**Task directions:**
When you write out the records, keep every word exact and drop the pictures.

== Segment start ==

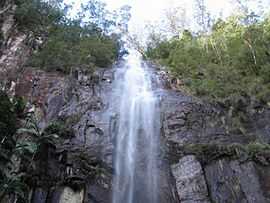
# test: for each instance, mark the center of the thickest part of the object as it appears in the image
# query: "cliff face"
(14, 45)
(208, 153)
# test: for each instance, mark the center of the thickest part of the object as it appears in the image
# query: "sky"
(145, 11)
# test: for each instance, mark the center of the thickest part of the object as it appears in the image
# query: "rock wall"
(14, 49)
(200, 152)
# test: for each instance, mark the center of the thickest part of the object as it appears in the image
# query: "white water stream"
(135, 179)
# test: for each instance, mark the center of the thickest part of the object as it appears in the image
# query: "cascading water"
(135, 179)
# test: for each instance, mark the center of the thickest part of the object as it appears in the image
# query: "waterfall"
(135, 179)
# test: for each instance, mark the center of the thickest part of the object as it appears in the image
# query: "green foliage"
(7, 117)
(37, 15)
(232, 60)
(71, 45)
(68, 43)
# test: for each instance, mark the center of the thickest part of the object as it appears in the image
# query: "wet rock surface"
(196, 163)
(190, 182)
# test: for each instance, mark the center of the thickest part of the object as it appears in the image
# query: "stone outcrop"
(190, 181)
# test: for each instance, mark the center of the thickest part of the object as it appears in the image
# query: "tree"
(202, 16)
(176, 20)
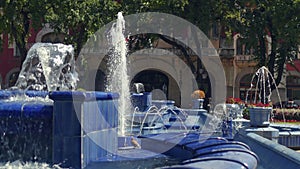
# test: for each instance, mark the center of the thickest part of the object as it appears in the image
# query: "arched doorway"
(293, 87)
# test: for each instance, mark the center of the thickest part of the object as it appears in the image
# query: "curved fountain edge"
(271, 154)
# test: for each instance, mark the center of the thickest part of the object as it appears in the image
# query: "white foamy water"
(27, 165)
(118, 80)
(48, 67)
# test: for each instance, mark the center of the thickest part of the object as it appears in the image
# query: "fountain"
(69, 128)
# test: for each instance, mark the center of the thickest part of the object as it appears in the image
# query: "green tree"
(261, 23)
(17, 17)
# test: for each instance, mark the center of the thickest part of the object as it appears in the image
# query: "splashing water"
(48, 67)
(263, 90)
(118, 80)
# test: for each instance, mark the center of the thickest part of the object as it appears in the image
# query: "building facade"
(236, 59)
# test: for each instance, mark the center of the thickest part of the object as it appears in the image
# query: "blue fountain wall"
(85, 124)
(24, 128)
(75, 125)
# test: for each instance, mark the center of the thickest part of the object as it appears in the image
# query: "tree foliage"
(17, 17)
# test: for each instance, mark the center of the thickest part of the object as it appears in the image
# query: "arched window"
(293, 87)
(243, 48)
(152, 79)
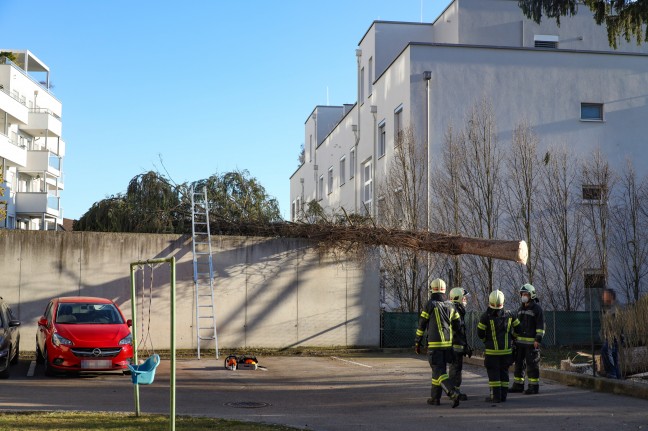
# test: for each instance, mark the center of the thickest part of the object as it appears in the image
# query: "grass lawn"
(100, 421)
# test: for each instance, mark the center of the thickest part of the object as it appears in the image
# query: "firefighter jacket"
(440, 319)
(531, 326)
(459, 339)
(495, 329)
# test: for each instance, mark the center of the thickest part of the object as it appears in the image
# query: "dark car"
(81, 333)
(9, 339)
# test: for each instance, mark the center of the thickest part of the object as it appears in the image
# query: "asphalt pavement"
(374, 391)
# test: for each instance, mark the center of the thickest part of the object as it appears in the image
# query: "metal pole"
(134, 333)
(172, 385)
(172, 389)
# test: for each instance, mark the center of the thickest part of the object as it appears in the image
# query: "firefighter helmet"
(457, 294)
(528, 288)
(496, 300)
(437, 286)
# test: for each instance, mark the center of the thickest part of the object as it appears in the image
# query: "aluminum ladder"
(203, 270)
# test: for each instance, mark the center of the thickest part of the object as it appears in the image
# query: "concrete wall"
(269, 292)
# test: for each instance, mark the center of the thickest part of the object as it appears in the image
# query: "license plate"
(96, 363)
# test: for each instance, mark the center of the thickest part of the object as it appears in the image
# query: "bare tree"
(561, 224)
(522, 183)
(402, 202)
(629, 235)
(481, 185)
(447, 210)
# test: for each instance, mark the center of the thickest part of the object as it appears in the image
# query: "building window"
(399, 211)
(591, 112)
(593, 194)
(362, 85)
(320, 187)
(382, 211)
(545, 41)
(370, 80)
(382, 139)
(367, 187)
(398, 124)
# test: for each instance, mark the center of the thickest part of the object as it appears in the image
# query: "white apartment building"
(566, 82)
(31, 147)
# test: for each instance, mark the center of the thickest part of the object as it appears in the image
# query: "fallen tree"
(349, 237)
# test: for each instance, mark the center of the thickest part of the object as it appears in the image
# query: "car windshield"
(87, 313)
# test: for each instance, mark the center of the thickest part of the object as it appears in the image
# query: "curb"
(598, 384)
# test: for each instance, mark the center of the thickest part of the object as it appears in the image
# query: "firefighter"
(496, 330)
(440, 319)
(459, 297)
(529, 337)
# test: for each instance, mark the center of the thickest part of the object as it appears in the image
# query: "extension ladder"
(203, 270)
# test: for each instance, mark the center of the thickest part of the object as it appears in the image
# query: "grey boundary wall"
(273, 293)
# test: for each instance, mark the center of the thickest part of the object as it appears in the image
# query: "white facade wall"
(482, 49)
(31, 145)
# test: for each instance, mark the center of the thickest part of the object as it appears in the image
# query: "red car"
(82, 333)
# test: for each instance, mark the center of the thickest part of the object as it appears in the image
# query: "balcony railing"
(34, 203)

== Segment end ==

**Result:**
# test: for each instance, mark the center of the thickest part of the object as it appears in the image
# query: "cliff face"
(14, 45)
(208, 153)
# test: for each instance, mark the center of the thickest part of the object as it appears in the image
# query: "sky"
(145, 11)
# test: for each instance, mark the center of the thickest part of the object as it appears in the image
# query: "rock wall"
(14, 49)
(200, 152)
# test: for each instance, mark the center of the thickest part of the object as it appears in the image
# query: "white water stream"
(135, 179)
# test: for each instance, mark the center of the thickest part of the object as it appears in the image
# query: "cascading water"
(135, 179)
# test: for each instance, mark the center of the thickest part of the object as it appears in the image
# query: "waterfall"
(135, 179)
# test: for each instance, mark the center of the thickest part of the object as it appears in the image
# query: "green foliage"
(7, 117)
(37, 15)
(232, 60)
(71, 45)
(68, 43)
# test: for each instance, mark the center of the thickest part of the object as it appears in the image
# query: "wet rock surface"
(196, 163)
(190, 182)
# test: for each instance, mark the center of the thickest part of the object as it appears in the image
# query: "stone outcrop"
(190, 181)
# test: for each instance, mark the center of the thickest part of the object as it appears in the image
# query: "tree"
(202, 16)
(176, 20)
# test: for each instance, mark the center of the thickest part of the object as it appears in the image
# query: "arched doorway"
(293, 87)
# test: for each instance, mark the center of the thickest part of the object as it appears in the image
# query: "curved fountain edge"
(271, 154)
# test: for each instance, mark the center of the thickest part of the object as it appears in the image
# query: "white foamy water"
(27, 165)
(118, 80)
(48, 67)
# test: for each instance, mark the center of the thickest part of the object as it appears in the image
# query: "fountain"
(69, 128)
# test: for each instance, mark the center of the thickest part of the object as it appears in the image
# query: "green tree"
(261, 23)
(17, 17)
# test: for each instance, mark the center of the thickest part of the object as it appears in the image
# query: "splashing water"
(48, 67)
(263, 90)
(118, 80)
# test: for each instance, mark the center of the thickest part of the object as it appears in the image
# query: "building facade"
(236, 59)
# test: for each instance, mark the center of the thickest part of the object as it appears in the image
# query: "blue fountain wall"
(85, 124)
(24, 128)
(75, 125)
# test: for each instance, mark the center of the thickest part of the object as it appears in the image
# query: "tree foliage"
(17, 17)
# test: for each instance, mark the center of the thickest part of the object as it appears in the image
# query: "arched window"
(293, 87)
(243, 48)
(152, 79)
# test: for each instance, mark the center of the thickest part of the object as it appears in the image
# query: "grass lawn"
(100, 421)
# test: for each instance, mark the center of the thickest part of the object as it appears in the image
# query: "firefighter jacket"
(440, 319)
(531, 326)
(459, 339)
(495, 329)
# test: for each instance, mark the center of the thickest part of the object as it appears in the image
# query: "dark car"
(81, 333)
(9, 339)
# test: for each instance, mark the center of the thickest part of the object as it appears in the image
# query: "asphalt pavement"
(374, 391)
# test: for each instance, mark the center of the thickest part of the object as it appears in the image
# query: "metal pole"
(134, 333)
(172, 385)
(172, 389)
# test: for each instance, mark the center of the thickest part of the object as it appears in the image
# query: "firefighter helmet"
(457, 294)
(528, 288)
(496, 300)
(437, 286)
# test: for each instance, mark the center of the thickest part of the object as it appears in the image
# query: "aluminum ladder"
(203, 270)
# test: for each instance, mark the center of the thickest part of the object as it appears in the image
# query: "concrete wall"
(269, 292)
# test: for each instance, mark the center of the thickest part of the object as it appears in the image
# query: "license plate"
(96, 363)
# test: for each instance, mark the center of the thickest part of the object as it appears in the image
# query: "bare tree"
(561, 224)
(522, 183)
(402, 202)
(629, 235)
(481, 185)
(447, 210)
# test: for each instance, mark the center of the thickest part of the object as it appears in the image
# query: "building window"
(399, 211)
(591, 112)
(593, 194)
(362, 85)
(320, 187)
(382, 211)
(545, 41)
(370, 80)
(382, 139)
(367, 187)
(398, 124)
# test: for each instance, mark the center of the thickest part of the object as it appears in the image
# query: "white apartment building"
(566, 82)
(31, 147)
# test: for each instance, mark the center of the thickest part of the object as it appears in the image
# query: "fallen tree"
(349, 237)
# test: for each instance, mark the center of the thickest part of the object as it appears in the image
# query: "car windshield"
(87, 313)
# test: for each instance, mark the center of the thickest part of the object as it appears in the image
# query: "curb"
(598, 384)
# test: for each instance, mark the center of the thickest part of the object as it appears in the image
# query: "firefighter"
(496, 330)
(440, 319)
(459, 297)
(529, 337)
# test: for each instance, mark the center of the thickest part of the object as it appears in the image
# query: "extension ladder"
(203, 270)
# test: for each instance, mark the center of the thickest part of the object as it appears in the image
# query: "grey boundary wall"
(273, 293)
# test: for each instance, mark the center of the thickest part of the object as it appears in the image
# query: "white facade wall"
(482, 49)
(31, 145)
# test: for each instance, mark the center of the thickest part of the object as it appears in the image
# query: "red car"
(82, 333)
# test: for each instance, mark the center of the thickest part of the object as it appears in the image
# query: "balcony railing"
(34, 203)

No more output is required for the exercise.